One great thing about summer are all the Pride celebrations, and this year, a new one has come to RVA. Virginia is having its first Black Pride celebration right here in Richmond, hosted by the organization Us Giving Richmond Connection (UGRC). The celebration, which encompasses several events taking place around Richmond, begins on Friday, July 20 and runs through Sunday, July 22.

The question of necessity often arises in relation to Black Pride. Because non-POC make up the majority of the population, it is easy to understand why having primarily white folks at an LGBTQ celebration may appear normal. However, living as a minority does not erase your need for representation. “For those that aren’t in the majority, their perspectives and often their feelings get lost,” Black Pride RVA Planning Committee Member Jonathan Albright said. ”So having a Black Pride highlights a subset within a subset, which has value, and needs to be heard and voiced. Black persons express themselves differently than the majority of those who identify [as LGBTQ].”

Pride can mean many different things, depending on who you ask. For many, Pride has been a recurring proclamation of queer liberation that has spread throughout the world. Some question the integrity of what Pride has become, because it started with riots and protest as a direct response to over-policing of QTPOC spaces and police brutality, and has now turned to days filled with parties, rallies, and parades.

Brooke Taylor, Black Pride RVA planning committee member, speaks to this by explaining that Black Pride RVA has been focused on purpose. The three-day event is centered around the Day of Purpose, taking place at Diversity Richmond on Saturday, July 21.  “Many prides focus on the parties, and we are going to party, of course,” said Taylor. “But Richmond Pride differs because we realize that it is not only about the Black Queer community, but the Black community in general.” Taylor goes on to explain the mission and set-up of the event, which will feature not only an ample selection of vendors but several workshops of varied focus.

It is important to note the origin of what is presently known as Pride as the political and social reaction that it was. Marsha P. Johnson and Sylvia Rivera, a Black trans woman and a Latinx trans woman, respectively, have been termed gay liberation trailblazers for being the frontrunners of the Stonewall Inn riots. Though there were liberation and equality movements and gay activists prior to the 60s, Johnson and Rivera stood out due to their gender expression, and the lack of inclusivity they dealt with during that time.

Marsha P. Johnson and Sylvia Rivera (via Netflix)

Despite these beginnings, QTPOC (Queer and/or Trans People of Color) are often forced out of discussions about the LGBTQ community. “Quite often, we are left out of the conversation because no one offers us a seat at the table, consistently enabling voices that are not ours to govern,” Taylor said. “In the rare instances where we are present at the table, the dishes that we enjoy are not present. We have our own stories to tell, so we opted to make our own table, and left it open for folks to pull up a chair and see how we do things.”

= MATERIAL SUPPLIED =
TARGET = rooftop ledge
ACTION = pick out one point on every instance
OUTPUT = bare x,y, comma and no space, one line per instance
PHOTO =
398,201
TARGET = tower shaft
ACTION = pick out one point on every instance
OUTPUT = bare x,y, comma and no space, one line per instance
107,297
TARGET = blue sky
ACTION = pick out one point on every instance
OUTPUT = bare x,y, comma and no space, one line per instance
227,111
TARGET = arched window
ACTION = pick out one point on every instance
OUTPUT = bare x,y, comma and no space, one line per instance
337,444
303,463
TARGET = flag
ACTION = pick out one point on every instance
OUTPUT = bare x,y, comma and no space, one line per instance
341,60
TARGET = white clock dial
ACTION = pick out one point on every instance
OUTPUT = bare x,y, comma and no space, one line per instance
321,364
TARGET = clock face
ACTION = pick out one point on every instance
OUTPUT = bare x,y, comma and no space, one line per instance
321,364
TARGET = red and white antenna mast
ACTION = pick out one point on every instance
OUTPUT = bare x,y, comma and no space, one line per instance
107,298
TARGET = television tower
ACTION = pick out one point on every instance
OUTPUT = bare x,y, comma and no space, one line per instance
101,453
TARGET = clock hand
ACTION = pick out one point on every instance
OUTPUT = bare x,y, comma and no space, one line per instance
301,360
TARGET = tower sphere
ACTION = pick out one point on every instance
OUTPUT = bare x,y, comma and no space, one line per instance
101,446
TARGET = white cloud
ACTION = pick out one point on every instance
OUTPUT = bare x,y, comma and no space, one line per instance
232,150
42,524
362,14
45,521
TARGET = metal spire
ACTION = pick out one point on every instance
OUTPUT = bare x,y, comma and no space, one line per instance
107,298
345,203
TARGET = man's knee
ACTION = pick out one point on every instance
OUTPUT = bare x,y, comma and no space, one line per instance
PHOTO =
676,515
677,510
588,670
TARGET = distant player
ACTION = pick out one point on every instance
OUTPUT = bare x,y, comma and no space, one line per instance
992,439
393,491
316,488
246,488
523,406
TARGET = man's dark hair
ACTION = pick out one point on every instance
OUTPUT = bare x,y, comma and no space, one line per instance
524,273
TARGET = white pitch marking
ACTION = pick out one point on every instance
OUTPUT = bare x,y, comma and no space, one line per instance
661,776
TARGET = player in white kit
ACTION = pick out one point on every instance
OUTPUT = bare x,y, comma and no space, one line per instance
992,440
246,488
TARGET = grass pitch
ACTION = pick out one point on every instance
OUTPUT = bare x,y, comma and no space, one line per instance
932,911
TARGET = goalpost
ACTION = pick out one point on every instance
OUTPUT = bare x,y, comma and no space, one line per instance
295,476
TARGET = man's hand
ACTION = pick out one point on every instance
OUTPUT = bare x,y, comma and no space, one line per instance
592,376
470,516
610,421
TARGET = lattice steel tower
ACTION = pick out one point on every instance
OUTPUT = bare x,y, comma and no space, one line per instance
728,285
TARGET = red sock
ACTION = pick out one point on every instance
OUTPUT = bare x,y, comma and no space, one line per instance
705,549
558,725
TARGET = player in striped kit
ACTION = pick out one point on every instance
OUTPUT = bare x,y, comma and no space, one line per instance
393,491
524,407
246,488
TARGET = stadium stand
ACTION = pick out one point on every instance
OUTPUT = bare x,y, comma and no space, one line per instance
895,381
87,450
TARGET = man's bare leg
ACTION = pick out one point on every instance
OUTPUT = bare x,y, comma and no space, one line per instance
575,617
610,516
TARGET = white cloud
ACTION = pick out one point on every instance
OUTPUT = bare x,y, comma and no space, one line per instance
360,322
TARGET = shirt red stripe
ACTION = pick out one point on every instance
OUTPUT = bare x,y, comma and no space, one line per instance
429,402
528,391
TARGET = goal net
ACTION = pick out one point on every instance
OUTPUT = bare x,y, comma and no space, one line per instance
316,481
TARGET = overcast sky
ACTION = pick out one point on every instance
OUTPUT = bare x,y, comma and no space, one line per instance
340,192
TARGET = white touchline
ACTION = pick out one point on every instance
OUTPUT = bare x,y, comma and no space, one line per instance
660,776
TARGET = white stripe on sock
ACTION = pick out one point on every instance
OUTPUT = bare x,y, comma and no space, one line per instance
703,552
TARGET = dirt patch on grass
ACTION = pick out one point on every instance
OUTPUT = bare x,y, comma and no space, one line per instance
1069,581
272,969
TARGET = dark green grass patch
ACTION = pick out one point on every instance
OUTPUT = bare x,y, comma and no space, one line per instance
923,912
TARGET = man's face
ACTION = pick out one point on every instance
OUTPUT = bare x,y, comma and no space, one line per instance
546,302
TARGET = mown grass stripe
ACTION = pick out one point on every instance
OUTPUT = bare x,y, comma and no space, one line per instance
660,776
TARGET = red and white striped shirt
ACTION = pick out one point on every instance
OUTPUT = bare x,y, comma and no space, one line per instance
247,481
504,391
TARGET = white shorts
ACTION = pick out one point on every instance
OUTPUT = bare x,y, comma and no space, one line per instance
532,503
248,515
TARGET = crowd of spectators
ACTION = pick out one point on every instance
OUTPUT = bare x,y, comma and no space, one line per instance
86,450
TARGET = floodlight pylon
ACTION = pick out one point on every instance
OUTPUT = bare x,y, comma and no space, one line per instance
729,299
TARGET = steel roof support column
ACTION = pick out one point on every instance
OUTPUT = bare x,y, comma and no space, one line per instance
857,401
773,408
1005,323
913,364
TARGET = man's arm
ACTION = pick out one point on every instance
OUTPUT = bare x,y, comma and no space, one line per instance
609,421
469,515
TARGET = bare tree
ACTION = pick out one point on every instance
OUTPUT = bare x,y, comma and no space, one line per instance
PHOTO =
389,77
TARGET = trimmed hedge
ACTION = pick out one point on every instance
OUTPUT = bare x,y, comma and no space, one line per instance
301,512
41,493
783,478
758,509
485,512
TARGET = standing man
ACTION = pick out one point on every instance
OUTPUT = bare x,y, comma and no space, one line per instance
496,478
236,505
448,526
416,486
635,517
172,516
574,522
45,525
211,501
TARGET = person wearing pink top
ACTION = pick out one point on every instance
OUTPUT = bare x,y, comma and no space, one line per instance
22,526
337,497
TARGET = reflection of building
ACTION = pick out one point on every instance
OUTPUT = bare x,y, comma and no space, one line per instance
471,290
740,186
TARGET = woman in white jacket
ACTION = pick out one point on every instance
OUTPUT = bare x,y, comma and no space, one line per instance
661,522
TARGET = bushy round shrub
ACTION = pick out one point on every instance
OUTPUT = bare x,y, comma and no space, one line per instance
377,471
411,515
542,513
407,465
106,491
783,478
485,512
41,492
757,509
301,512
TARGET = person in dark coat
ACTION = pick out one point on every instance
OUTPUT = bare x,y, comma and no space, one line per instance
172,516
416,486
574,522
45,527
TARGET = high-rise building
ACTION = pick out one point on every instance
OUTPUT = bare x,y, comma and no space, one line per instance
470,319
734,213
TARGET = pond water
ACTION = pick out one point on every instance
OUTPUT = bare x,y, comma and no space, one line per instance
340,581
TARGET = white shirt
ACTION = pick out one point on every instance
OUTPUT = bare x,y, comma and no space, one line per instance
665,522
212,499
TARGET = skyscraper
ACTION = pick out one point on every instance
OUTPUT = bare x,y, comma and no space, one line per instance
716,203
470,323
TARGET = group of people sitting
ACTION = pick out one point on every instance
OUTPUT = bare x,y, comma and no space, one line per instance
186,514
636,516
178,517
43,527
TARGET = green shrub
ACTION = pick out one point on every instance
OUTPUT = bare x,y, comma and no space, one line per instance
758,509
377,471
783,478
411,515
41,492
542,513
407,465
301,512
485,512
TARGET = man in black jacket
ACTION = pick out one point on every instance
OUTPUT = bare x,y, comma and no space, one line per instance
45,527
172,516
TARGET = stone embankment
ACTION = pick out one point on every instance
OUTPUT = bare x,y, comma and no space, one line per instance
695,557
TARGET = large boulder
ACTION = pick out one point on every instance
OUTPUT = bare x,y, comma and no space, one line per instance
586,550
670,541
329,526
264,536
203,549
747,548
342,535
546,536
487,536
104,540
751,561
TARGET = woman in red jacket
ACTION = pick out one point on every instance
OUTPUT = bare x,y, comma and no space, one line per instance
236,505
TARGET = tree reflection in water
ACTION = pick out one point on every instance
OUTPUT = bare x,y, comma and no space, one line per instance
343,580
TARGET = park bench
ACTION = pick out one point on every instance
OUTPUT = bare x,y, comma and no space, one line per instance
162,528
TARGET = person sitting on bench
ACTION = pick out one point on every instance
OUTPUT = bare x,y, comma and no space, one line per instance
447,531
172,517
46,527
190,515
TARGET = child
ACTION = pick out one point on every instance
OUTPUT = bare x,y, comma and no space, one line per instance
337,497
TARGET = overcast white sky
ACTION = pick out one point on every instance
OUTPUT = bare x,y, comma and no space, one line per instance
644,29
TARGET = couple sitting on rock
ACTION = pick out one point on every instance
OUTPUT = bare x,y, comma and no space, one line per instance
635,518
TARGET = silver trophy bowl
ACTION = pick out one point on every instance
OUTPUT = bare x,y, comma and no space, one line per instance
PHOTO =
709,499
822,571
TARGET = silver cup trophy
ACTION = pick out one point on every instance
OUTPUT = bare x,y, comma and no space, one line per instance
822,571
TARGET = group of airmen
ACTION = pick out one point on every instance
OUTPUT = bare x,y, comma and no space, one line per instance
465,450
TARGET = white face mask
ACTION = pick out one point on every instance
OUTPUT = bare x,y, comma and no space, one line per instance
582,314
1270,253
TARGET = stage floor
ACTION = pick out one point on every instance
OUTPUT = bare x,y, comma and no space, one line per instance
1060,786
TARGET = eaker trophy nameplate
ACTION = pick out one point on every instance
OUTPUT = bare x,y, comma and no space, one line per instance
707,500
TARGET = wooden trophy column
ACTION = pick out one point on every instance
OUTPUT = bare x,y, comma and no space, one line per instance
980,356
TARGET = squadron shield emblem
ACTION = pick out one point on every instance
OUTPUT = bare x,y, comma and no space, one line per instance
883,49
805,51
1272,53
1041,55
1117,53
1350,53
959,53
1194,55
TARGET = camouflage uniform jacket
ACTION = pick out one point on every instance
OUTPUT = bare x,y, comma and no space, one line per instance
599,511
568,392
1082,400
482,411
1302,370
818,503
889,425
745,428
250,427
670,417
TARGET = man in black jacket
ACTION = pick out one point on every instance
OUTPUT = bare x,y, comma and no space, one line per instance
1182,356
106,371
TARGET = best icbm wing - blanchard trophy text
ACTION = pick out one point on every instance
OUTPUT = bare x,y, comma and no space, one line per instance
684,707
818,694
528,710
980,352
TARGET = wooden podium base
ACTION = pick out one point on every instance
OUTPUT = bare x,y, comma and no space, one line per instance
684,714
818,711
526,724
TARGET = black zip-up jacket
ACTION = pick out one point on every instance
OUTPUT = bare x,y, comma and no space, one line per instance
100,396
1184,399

= DIRECTIVES =
A) Identify each line of the records containing the string "pitch" and copy those lines out. Case counts.
B) Please continue the Black Pride RVA article from the point where it stops.

= SOLVED TASKS =
A)
TARGET = white pitch marking
TARGET = grass pitch

B)
This is part of the heavy importance of a Black Pride in Richmond — Black folks in the city have made the decision to come together and fulfill a need. There are ways of being and ways of celebrating that are specific to communities, and just as Black History Month serves an important role, Black Pride RVA provides an important opportunity to have that celebration freely, within the lived intersections of the Black and LGBTQ communities. “When you look at Pride in a more specific way to highlight an ethnicity or a group of persons, that’s a way to value and enrich those who can and do get lost in a general stroke of celebrating individuality and uniqueness,” said Albright. “Because in our deciding the way that things operate, [the decision] is typically dominated by the majority.”

Current Pride celebrations make a statement about the freedom that members of the LGBTQ community have, and that we’re here to stay. Black Pride RVA makes the same statement about the Black LGBTQ community. “We’re at a turning point of who you are, how you are, and whose you are,” said Black Pride RVA Program Associate Larry Williams.

All of the members made a point to emphasize that everyone is welcome to attend Black Pride RVA — just as there are no bars on who is allowed to come to the better known Prides, despite some feelings of exclusion that members of various groups have felt. Black Pride RVA is simply meant to empower those living within intersections of the Black and LGBTQ communities — which is a necessity, considering our history and the struggles still occuring today. America’s history has purposefully been whitewashed, and the LGBTQ community is not exempt from that. The folks from UGRC and the Black Pride RVA planning committee are working to change this narrative for the future, so everyone can feel welcomed during these summer months of celebration.

“We can experience proudness in the same way that you can, and it shouldn’t be questioned,” said Williams. “I want people to know how proud I am of everyone who sat at the planning committee table […] Black excellence is a thing, and will continue to be a thing.”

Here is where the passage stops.